= Written exercise =
Transcribe exactly the lines from the one holding "In this exercise you will tag the kitten's head" to the end of the data below, including both of those lines and no others.

= Source records =
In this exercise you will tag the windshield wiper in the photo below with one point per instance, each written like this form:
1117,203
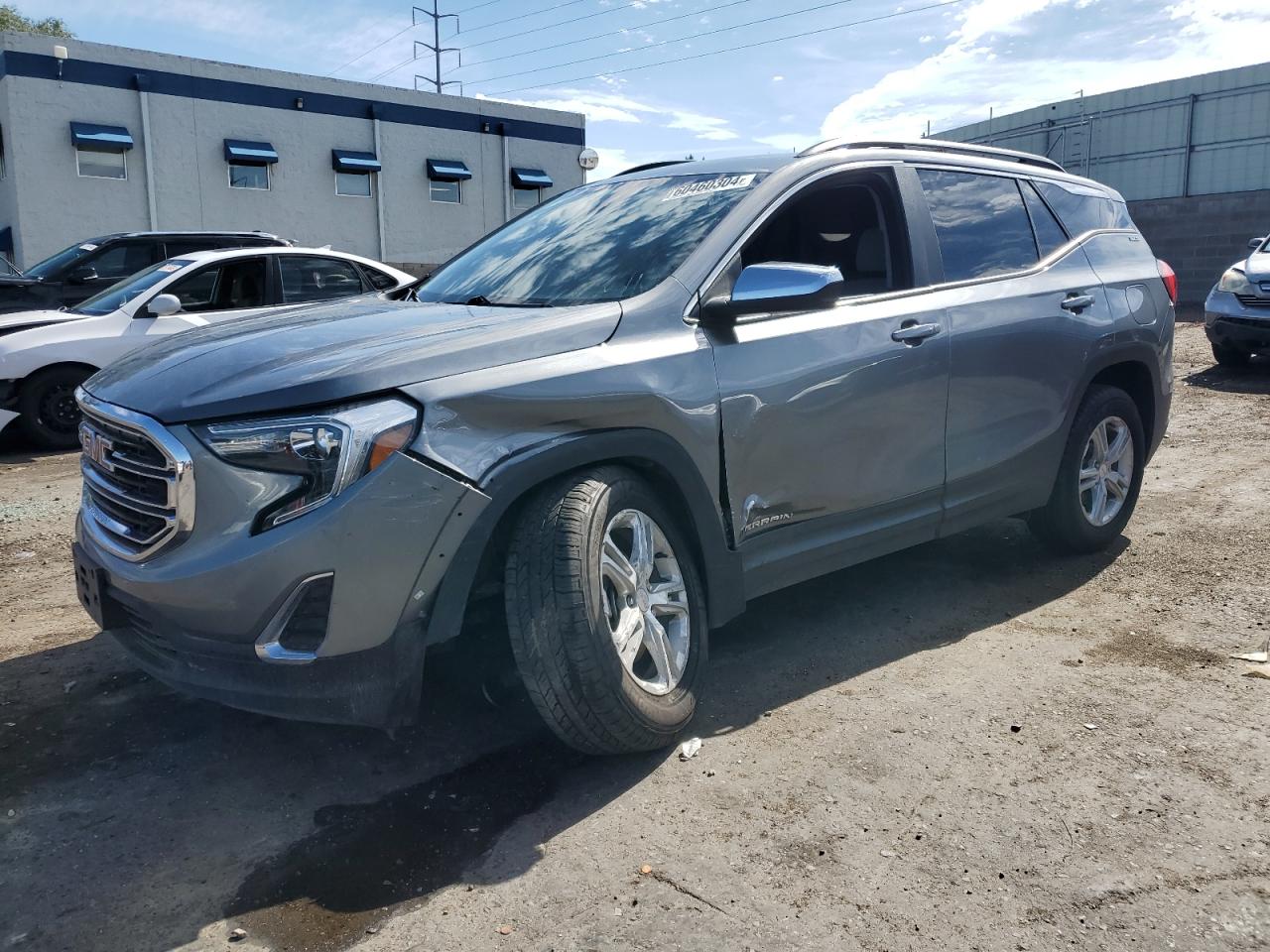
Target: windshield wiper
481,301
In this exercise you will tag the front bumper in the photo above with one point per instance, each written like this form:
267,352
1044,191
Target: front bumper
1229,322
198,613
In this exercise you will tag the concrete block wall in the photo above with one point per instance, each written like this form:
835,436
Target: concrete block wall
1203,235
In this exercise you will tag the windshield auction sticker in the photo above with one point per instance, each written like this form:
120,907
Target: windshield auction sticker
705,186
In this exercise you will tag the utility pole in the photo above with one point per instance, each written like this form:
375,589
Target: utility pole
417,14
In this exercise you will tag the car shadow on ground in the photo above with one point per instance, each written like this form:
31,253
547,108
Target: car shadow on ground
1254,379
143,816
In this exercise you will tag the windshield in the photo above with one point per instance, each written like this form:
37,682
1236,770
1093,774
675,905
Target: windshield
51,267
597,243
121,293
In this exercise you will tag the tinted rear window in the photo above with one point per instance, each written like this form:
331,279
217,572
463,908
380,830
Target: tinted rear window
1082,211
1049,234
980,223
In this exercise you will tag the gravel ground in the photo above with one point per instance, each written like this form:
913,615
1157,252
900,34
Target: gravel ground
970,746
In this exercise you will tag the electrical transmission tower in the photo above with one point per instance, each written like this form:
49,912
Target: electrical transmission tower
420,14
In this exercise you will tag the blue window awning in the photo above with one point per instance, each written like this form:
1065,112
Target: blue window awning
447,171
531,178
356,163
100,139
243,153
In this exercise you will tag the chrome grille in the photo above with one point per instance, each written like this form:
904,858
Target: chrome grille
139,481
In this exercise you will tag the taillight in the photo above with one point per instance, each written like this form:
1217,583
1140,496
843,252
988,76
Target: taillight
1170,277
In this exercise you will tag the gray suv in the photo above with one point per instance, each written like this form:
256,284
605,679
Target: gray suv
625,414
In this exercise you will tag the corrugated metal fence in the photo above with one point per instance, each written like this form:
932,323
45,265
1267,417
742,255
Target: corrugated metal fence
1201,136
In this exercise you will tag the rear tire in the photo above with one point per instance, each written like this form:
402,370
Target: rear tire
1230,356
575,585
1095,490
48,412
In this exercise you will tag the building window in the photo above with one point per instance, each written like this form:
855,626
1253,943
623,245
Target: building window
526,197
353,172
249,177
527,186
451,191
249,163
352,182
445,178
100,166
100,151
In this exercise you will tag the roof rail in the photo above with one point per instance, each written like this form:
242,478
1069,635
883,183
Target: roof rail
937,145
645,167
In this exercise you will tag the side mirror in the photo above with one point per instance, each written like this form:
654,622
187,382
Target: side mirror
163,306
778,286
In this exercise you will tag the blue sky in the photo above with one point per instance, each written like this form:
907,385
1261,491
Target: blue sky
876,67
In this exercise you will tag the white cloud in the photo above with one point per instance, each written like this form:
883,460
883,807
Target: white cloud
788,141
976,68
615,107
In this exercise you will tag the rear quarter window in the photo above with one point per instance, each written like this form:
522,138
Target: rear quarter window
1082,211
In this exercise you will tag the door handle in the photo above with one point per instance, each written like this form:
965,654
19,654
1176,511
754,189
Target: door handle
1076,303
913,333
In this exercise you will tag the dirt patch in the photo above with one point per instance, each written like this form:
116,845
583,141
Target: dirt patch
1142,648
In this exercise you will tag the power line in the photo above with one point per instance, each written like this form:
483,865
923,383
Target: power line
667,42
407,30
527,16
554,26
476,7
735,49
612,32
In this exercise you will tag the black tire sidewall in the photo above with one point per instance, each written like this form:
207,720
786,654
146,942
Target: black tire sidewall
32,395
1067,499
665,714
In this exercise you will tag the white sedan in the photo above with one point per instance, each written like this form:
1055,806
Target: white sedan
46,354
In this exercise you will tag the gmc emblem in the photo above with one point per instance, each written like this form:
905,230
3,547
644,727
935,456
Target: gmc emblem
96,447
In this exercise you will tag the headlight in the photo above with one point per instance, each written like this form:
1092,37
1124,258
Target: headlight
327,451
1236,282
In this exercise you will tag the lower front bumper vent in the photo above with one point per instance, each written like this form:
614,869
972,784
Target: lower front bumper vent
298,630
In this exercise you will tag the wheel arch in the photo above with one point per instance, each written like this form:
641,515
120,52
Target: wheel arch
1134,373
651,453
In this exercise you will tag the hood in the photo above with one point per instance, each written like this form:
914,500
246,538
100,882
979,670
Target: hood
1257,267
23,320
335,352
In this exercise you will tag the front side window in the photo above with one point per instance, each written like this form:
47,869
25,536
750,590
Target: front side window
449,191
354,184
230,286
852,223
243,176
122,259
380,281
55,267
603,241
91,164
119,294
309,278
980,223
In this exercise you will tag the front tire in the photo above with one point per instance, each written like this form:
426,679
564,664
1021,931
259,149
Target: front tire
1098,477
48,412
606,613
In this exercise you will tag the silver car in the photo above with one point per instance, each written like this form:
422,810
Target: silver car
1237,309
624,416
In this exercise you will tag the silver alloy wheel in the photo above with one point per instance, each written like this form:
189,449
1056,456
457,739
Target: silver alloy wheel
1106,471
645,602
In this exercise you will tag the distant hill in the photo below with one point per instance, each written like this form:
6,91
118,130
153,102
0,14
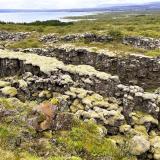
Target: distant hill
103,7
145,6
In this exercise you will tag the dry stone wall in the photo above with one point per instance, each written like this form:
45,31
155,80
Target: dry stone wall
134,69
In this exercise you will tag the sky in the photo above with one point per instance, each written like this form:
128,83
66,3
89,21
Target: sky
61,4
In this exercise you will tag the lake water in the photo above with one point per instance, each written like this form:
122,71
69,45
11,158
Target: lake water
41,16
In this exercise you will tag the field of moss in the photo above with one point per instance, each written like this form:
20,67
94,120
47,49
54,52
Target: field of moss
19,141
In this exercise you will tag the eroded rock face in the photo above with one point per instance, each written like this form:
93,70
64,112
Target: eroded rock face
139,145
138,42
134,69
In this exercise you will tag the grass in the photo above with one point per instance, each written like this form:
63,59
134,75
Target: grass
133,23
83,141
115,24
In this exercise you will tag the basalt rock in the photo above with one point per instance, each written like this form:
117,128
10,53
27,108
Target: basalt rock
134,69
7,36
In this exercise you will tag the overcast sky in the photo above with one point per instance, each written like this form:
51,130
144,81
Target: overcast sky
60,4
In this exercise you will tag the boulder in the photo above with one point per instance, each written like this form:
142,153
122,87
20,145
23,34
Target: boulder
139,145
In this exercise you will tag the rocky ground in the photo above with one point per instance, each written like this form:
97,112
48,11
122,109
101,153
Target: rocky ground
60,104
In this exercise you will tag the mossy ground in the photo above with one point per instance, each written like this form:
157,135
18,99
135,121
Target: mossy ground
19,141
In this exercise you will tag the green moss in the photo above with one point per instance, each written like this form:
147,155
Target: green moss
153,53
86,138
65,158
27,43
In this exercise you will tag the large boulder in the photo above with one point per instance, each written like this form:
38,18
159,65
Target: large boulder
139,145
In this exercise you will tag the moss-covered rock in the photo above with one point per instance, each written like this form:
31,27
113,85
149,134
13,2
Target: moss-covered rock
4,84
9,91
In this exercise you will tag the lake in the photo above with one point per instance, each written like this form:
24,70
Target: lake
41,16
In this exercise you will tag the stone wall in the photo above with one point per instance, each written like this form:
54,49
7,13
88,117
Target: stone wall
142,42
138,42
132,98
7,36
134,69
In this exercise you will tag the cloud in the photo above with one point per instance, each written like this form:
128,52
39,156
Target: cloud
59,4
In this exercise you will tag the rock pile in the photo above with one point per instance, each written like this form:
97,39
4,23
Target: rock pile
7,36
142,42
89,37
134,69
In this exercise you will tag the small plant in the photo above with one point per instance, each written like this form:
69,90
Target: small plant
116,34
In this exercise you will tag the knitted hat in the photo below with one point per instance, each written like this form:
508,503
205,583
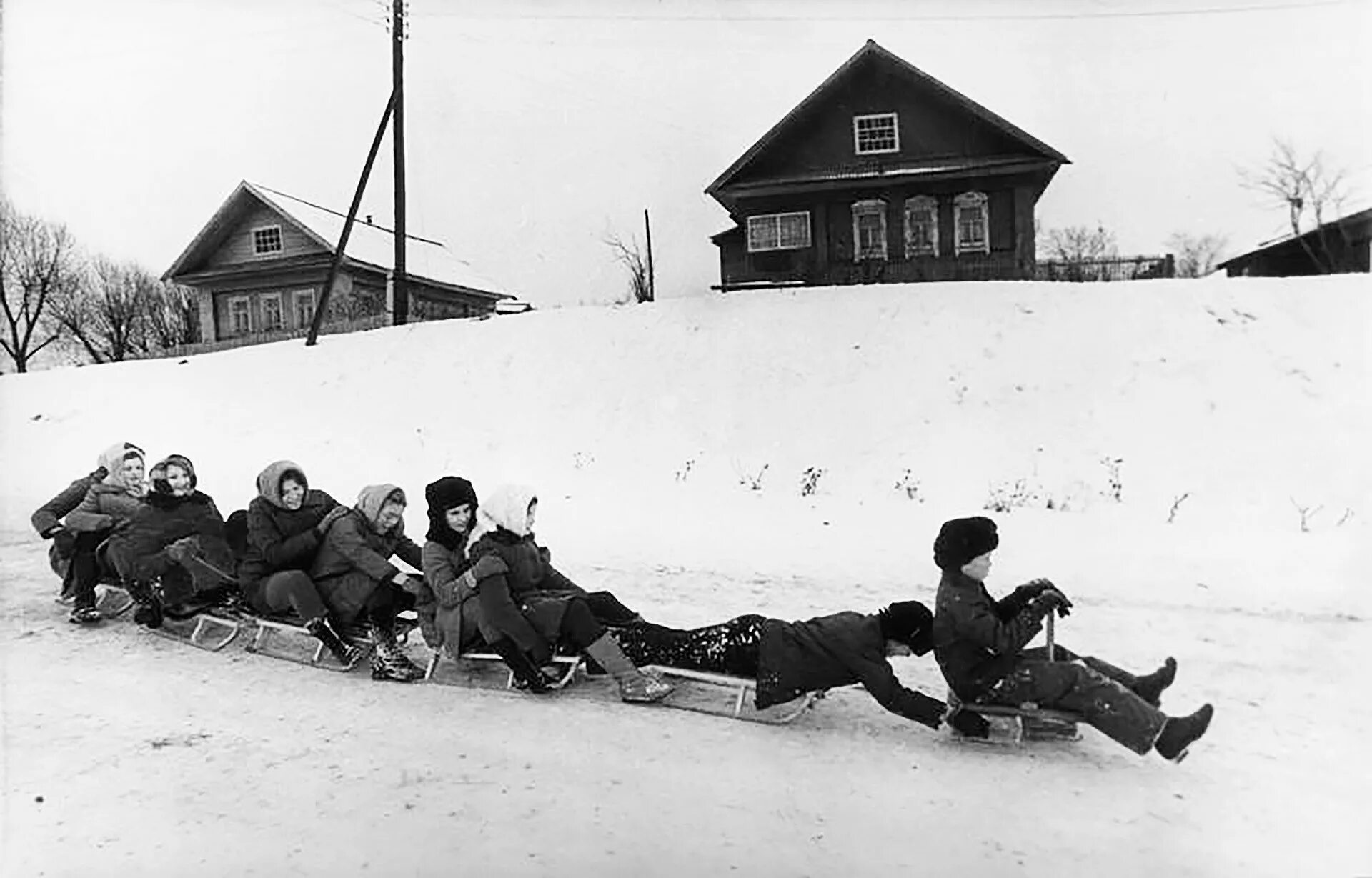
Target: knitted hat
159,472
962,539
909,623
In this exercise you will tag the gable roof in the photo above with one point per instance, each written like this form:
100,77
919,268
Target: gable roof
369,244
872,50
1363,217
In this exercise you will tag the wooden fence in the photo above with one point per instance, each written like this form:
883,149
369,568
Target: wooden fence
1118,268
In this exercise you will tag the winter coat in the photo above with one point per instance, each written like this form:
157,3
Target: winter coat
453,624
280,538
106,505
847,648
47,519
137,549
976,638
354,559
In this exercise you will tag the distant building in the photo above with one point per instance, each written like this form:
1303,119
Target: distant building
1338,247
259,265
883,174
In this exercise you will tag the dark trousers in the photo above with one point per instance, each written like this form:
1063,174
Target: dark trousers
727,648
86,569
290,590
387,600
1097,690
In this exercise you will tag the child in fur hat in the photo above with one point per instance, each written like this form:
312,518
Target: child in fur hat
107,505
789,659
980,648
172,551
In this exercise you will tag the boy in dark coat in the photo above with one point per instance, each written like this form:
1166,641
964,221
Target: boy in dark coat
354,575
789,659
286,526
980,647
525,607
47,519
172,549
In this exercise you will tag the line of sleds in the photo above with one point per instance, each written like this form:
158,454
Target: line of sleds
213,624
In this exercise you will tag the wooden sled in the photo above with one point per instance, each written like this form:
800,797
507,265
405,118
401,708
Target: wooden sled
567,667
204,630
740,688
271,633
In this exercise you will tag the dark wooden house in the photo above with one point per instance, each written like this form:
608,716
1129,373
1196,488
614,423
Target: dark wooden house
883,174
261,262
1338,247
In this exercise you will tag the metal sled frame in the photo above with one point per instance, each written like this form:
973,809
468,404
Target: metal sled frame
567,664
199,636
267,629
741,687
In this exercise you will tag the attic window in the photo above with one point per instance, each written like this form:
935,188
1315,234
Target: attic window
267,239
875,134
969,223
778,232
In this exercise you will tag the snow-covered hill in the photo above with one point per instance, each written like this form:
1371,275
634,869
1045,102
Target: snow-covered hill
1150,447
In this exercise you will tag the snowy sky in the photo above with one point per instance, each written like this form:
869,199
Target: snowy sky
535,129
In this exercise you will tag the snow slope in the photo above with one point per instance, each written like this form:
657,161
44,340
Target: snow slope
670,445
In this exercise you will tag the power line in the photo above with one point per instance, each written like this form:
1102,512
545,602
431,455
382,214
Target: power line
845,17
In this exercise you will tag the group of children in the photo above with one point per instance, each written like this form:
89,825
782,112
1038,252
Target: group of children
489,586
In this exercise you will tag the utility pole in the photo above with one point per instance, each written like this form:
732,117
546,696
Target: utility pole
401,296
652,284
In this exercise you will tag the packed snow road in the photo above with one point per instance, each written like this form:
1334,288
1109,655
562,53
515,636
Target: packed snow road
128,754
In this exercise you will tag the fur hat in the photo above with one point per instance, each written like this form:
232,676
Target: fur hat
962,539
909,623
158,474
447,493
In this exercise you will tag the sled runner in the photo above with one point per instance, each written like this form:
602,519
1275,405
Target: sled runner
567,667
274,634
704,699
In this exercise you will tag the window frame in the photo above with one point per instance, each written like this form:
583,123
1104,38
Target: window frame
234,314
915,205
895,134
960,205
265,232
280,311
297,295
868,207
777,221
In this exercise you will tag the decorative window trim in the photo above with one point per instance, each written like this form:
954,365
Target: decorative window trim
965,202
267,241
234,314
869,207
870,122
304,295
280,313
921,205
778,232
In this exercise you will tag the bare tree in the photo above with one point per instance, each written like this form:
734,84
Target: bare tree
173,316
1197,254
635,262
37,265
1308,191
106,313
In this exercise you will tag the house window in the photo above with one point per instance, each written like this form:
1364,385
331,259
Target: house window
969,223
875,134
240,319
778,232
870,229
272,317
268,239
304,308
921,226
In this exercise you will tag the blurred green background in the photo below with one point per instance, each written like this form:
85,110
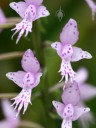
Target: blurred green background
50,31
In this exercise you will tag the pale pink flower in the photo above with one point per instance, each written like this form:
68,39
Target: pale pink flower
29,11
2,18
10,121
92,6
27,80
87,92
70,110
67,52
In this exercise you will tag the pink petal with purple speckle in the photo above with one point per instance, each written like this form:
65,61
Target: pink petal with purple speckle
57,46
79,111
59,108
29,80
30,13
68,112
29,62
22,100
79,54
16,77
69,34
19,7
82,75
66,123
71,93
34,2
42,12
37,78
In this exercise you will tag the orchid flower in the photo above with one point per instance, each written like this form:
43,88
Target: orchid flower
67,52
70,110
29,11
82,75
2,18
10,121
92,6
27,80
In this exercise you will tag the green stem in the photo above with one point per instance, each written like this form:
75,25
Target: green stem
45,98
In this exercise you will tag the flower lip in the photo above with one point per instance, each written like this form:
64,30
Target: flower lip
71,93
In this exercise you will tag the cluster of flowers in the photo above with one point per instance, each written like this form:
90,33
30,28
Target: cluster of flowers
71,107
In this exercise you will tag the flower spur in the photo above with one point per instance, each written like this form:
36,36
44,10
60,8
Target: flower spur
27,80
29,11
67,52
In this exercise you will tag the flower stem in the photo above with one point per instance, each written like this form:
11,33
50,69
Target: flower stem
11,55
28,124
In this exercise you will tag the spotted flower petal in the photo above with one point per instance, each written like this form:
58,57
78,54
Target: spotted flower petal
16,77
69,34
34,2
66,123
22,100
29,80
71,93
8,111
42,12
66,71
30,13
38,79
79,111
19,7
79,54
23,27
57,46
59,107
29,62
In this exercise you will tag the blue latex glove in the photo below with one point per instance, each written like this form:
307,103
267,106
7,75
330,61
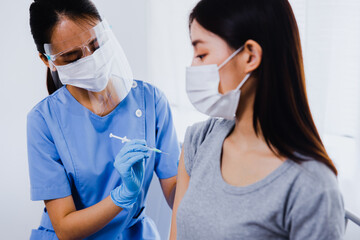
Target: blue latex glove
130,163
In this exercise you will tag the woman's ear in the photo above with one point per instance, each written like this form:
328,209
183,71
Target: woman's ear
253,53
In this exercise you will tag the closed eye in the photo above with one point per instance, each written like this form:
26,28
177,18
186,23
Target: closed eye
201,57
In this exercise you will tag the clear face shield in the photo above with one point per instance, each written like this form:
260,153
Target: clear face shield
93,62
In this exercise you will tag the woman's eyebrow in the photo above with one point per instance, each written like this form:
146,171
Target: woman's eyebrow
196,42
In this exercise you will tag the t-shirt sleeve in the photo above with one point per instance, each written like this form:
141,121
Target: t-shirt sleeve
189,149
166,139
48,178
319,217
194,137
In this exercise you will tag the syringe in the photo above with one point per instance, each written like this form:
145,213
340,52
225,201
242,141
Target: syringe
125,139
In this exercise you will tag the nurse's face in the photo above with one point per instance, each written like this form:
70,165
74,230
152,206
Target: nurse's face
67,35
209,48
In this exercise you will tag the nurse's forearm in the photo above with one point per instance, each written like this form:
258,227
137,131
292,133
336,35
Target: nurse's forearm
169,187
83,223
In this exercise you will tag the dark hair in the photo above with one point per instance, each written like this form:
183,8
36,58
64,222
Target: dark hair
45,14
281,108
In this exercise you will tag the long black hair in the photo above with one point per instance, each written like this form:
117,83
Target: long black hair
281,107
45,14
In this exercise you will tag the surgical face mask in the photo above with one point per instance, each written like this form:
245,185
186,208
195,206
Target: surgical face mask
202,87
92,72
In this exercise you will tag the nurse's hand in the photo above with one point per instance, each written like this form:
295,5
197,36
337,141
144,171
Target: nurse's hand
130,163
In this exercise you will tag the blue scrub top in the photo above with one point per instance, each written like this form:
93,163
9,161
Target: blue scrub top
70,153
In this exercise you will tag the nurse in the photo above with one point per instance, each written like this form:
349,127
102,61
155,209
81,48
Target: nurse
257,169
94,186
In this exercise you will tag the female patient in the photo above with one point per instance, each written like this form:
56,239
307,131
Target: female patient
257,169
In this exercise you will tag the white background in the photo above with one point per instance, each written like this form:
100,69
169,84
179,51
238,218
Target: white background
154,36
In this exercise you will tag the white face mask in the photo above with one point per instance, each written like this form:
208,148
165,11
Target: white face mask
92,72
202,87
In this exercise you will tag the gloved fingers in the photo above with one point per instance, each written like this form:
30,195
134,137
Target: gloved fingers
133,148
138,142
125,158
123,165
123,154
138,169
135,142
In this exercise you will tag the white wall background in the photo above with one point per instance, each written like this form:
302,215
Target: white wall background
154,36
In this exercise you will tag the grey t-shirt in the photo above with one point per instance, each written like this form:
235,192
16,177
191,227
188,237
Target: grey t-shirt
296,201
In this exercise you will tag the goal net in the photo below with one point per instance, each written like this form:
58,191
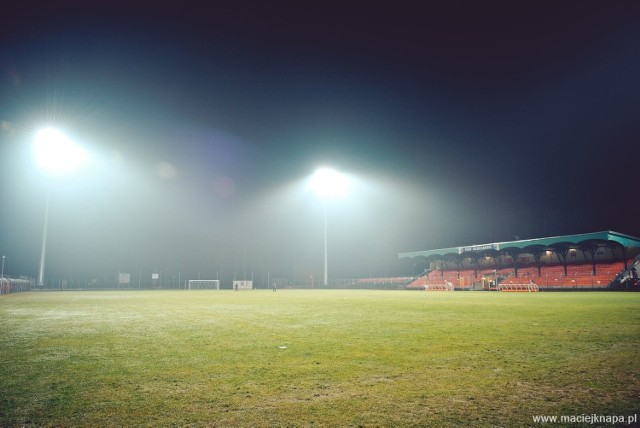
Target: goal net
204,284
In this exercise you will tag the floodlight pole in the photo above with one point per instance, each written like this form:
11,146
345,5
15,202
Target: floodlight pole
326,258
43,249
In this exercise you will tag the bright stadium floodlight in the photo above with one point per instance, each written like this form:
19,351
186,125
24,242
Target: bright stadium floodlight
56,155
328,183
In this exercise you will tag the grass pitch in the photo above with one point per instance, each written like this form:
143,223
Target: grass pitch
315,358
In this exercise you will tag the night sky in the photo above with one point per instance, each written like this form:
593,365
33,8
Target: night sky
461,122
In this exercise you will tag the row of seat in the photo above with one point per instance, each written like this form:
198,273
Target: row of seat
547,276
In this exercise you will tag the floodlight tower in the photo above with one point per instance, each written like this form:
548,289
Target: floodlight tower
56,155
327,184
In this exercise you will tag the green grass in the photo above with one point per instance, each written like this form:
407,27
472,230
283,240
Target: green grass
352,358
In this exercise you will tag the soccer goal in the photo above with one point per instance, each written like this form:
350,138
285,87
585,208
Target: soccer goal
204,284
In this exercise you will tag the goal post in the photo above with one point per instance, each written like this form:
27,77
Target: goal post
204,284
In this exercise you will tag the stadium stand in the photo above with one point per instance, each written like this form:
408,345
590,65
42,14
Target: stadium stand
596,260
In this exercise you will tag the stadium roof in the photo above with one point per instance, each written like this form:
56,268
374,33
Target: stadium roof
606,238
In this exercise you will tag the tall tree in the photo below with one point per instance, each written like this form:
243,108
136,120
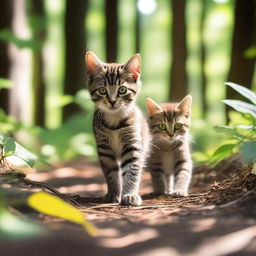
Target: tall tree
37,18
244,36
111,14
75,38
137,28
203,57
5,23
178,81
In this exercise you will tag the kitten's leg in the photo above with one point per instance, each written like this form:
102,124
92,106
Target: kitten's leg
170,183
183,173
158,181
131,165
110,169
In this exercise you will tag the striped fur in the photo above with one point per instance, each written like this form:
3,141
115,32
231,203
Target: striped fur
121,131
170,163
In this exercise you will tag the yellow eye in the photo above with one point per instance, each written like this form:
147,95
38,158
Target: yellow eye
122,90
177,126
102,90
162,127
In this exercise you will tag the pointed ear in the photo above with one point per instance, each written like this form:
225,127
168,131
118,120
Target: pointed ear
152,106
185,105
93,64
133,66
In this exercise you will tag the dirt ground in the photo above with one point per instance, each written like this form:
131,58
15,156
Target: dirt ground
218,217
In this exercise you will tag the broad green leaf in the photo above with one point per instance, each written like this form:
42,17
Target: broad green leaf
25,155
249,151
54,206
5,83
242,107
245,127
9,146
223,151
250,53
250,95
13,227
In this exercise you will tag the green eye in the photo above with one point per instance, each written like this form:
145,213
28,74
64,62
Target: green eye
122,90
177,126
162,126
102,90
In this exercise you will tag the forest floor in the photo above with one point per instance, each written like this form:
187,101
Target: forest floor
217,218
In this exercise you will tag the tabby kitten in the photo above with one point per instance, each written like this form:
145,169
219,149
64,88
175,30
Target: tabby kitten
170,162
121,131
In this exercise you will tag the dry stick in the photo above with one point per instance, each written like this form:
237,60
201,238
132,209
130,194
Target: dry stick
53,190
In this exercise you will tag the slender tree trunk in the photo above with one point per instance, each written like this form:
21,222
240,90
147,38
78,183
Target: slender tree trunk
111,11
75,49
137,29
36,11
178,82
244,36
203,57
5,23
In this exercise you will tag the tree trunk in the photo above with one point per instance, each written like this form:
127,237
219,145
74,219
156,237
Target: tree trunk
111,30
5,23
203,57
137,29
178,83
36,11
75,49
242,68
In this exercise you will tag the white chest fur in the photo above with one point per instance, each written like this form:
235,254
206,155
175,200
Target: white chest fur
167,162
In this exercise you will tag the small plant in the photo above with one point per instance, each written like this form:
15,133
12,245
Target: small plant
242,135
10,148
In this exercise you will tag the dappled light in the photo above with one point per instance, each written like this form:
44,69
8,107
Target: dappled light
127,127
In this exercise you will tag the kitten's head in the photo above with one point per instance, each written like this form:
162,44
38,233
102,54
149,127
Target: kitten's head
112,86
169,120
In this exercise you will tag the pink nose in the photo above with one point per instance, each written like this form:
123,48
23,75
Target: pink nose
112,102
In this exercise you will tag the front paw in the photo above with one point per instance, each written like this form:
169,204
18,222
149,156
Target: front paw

= Finished task =
In this exercise you will tag the kitten's head in the photo above with one point per instance, each written like this form:
162,44
38,233
102,54
149,127
Target: kitten's head
112,86
169,120
In this exercise you will tag the pink nose in the photo above with one point per instance, each written like this form:
123,48
23,75
Target: pink nose
112,102
In this exercise you will tag the front paw in the photo above with one point per instance, each written like this form:
169,204
18,222
149,156
Target: front paw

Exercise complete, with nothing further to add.